**ANFORDERUNG 1:**
Ändern Sie im Forenbeitrag den Abschnitt, der mit "Ich finde es" beginnt und sich bis einschließlich "mal für Ryzen." erstreckt, indem Sie "Energie" durch "Leidenschaft" ersetzen, und geben Sie ihn so wieder.

Also entweder die auf dieser Seite haben keine Ahnung, sind von Intel gekauft, oder ... AMD spielt das Ganze herunter ?


Und so wie ich das verstehe, heißt betroffen, betroffen.
Ein bisschen betroffen gibt's da wohl nicht, wie bei ein bisschen schwanger.

Also betroffen heißt: Entweder die bringen Updates raus, oder sie ignorieren es und schaun einfach mal, was passiert.



Ich finde es nur erstaunlich, mit welcher Energie von manchen auf Intel geschimpft wird, die Updates für einige CPUs raus bringen, wohingegen AMD überhaupt gar nichts macht.

Nicht mal für Ryzen.

Obwohl "betroffen".




lutari schrieb:


> AMD ist zwar für Spectre anfällig, aber _bisher_ fehlt für eine sinnvolle Anwendung des Angriffs noch der Durchbruch einer Sicherheitsebene.



Bisher ?


Ok, ich bin da kein Spezialist, was diese Sicherheitslücken angeht.

Mag ja sein, dass ich da falsch liege.

Aber wie heißt das ?
Wer im Glashaus sitzt, sollte nicht mit Steinen werfen.


----------



## wuselsurfer (4. April 2018)

**BEREITGESTELLTE EINTRÄGE:**
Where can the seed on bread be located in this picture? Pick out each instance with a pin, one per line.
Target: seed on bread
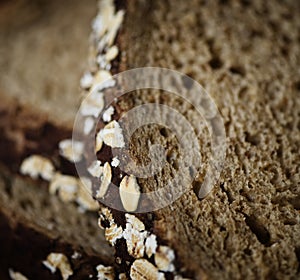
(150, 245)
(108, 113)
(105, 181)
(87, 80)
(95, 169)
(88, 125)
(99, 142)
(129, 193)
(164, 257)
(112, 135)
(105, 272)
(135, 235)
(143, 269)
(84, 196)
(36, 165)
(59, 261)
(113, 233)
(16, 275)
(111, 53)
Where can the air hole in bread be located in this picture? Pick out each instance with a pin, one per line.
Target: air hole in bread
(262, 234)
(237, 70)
---
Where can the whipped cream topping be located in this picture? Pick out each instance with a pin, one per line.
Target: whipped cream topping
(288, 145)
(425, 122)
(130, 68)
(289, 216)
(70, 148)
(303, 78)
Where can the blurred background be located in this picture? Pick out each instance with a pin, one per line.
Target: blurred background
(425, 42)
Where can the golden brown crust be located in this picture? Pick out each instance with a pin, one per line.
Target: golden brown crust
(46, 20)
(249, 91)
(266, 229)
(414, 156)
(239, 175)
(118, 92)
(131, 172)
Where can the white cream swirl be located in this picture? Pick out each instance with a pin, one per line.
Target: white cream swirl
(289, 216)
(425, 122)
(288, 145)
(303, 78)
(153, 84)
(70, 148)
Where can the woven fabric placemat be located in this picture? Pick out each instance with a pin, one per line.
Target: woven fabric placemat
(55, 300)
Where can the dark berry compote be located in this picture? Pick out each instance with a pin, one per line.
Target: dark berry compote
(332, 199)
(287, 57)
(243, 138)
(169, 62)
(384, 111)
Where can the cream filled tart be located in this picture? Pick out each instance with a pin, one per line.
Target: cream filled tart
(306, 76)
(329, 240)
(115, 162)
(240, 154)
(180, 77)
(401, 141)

**ANFORDERUNG 2:**
Geben Sie jede Zeile zurück, die die Zeichenfolge "topping" enthält, wobei Groß- und Kleinschreibung zu beachten ist.

**AUFGABENERGEBNIS 1:**
Ich finde es nur erstaunlich, mit welcher Leidenschaft von manchen auf Intel geschimpft wird, die Updates für einige CPUs raus bringen, wohingegen AMD überhaupt gar nichts macht.

Nicht mal für Ryzen.

**AUFGABENERGEBNIS 2:**
Where can the whipped cream topping be located in this picture? Pick out each instance with a pin, one per line.
Target: whipped cream topping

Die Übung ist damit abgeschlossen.